» Document text:
• • • • •

Dell saved one of the best parts of the story for yesterday afternoon's conference call with analysts, substantially increasing its outlook for the January 2023 fiscal year.
Dell now sees revenue growth for the year of 6%, with non-GAAP earnings growth of 12% -- that is well above its previous forecast of 3% to 4% revenue growth and 6% profit growth. And the company's July quarter guidance -- which calls for 10% revenue growth and profits of $1.55 to $1.70 a share -- beat Street estimates on both measures.
There were other positives. Dell bought back $1.5 billion of stock in the quarter, close to 5% of the company's market cap. Dell had instituted a $5 billion repurchase plan two quarters ago, following the recent spinout of its stake in VMware. As part of that transaction, VMware issued a special dividend to its largest holders, i.e., mostly to Dell itself, with most of the cash targeted at reducing Dell's debt load.
Dell also got a chunk of cash from the recent $4 billion sale of its former Boomi Technologies software unit to private-equity investors. CFO Tom Sweet said Dell will continue to buy back shares, but the pace will slow.
Dell spent almost no time on the earnings call talking about Russia and Ukraine. In an interview with Barron's, Sweet noted that the company has stopped doing business in both countries, where Dell had been generating about $1 billion a year in revenue combined.
Meanwhile, Sweet said China's recent Covid-related shutdowns of manufacturing sites in Shanghai was an issue, with backlog running at higher-than-normal levels for both the PC and enterprise hardware businesses.
Sweet said that the company's Latitude notebook PC line is manufactured in that area, and components used in those products and others are produced there as well. But Dell appears to have navigated the supply-chain issues more nimbly than some other enterprise hardware players.
As for macroeconomic issues, Sweet says that "there are a lot of conflicting signals."
He notes that input costs are rising, with logistics and transportation costs a particular issue, and component shortages remain a problem. He expects those elements to continue to be "a significant drag" to margins.
Dell has raised prices on many products to compensate, he says, while noting that "if you price too high, you slow down demand." Sweet sees some margin compression ahead, as well as headwinds from unfavorable currency exchange rates.
The Street was pleased with the numbers, particularly given recent stumbles by other hardware players.

• • • • •

» Data extracts:
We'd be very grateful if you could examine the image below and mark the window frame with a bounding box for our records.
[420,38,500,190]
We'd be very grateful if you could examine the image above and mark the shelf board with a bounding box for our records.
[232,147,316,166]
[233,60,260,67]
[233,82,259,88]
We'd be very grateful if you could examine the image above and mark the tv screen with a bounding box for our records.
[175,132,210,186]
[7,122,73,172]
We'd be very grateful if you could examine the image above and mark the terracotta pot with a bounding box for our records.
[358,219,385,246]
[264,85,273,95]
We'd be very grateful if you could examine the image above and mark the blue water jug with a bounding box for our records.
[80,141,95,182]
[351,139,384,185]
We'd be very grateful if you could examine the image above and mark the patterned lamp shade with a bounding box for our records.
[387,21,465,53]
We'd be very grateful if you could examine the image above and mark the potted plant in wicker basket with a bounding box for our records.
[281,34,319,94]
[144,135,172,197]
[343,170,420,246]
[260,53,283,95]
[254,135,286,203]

• • • • •

» Tasks to carry out:
1) Return everything in the Dell earnings article from "As for macroeconomic" down to "other hardware players.".
2) Write the next part of the Dell earnings article, picking up after its final sentence.

» Task-by-task outputs:
1)
As for macroeconomic issues, Sweet says that "there are a lot of conflicting signals."
He notes that input costs are rising, with logistics and transportation costs a particular issue, and component shortages remain a problem. He expects those elements to continue to be "a significant drag" to margins.
Dell has raised prices on many products to compensate, he says, while noting that "if you price too high, you slow down demand." Sweet sees some margin compression ahead, as well as headwinds from unfavorable currency exchange rates.
The Street was pleased with the numbers, particularly given recent stumbles by other hardware players.

2)
"It is very clear Dell is gaining share and executing a challenging supply chain environment in a very impressive manner," Barclays analyst Jim Suva writes in a research note, while repeating his Buy rating and $65 target price. "The handoff from consumer IT spending to corporate IT spending helps Dell and we are at the early innings of this handoff."
Evercore ISI analyst Amit Daryanani, who had recommended buying Dell shares heading into the report, writes in a research note that while the guidance was better than the Street had feared, it still looks conservative, implying flat year-over-year sales growth in the second half of the year. He thinks that the company's elevated backlog and continued tailwinds in the form of strong infrastructure demand should provide further upside from here. He keeps his Outperform rating, and lifts his target price to $63, from $60.
The stock is hardly risk-free, with growth certain to slow measurably from here. But statistically, Dell remains one of the cheapest tech stocks, trading for 7 times expected current year profits and roughly 0.3 times projected sales -- and the company has a 3.3% dividend yield.
On Friday, the strong Dell results triggered healthy gains across the hardware sector. Hewlett Packard Enterprise $(HPE)$, HP Inc. $(HPQ)$, Pure Storage $(PSTG)$, and NetApp $(NTAP)$, all of which report earnings next week, have all rallied 3%-4% on Friday.
Apple $(AAPL)$, IBM $(IBM)$, Arista Networks $(ANET)$, Cisco (CSCO), Western Digital $(WDC.UK)$, and Seagate $(STX)$ are all trading higher as well.
Dell shares rallied 12.86% on Friday, the stock's biggest one-day move in more than two years, and the second-biggest in the company's history as a public company. That move has reduced Dell's year-to-date decline to 12%.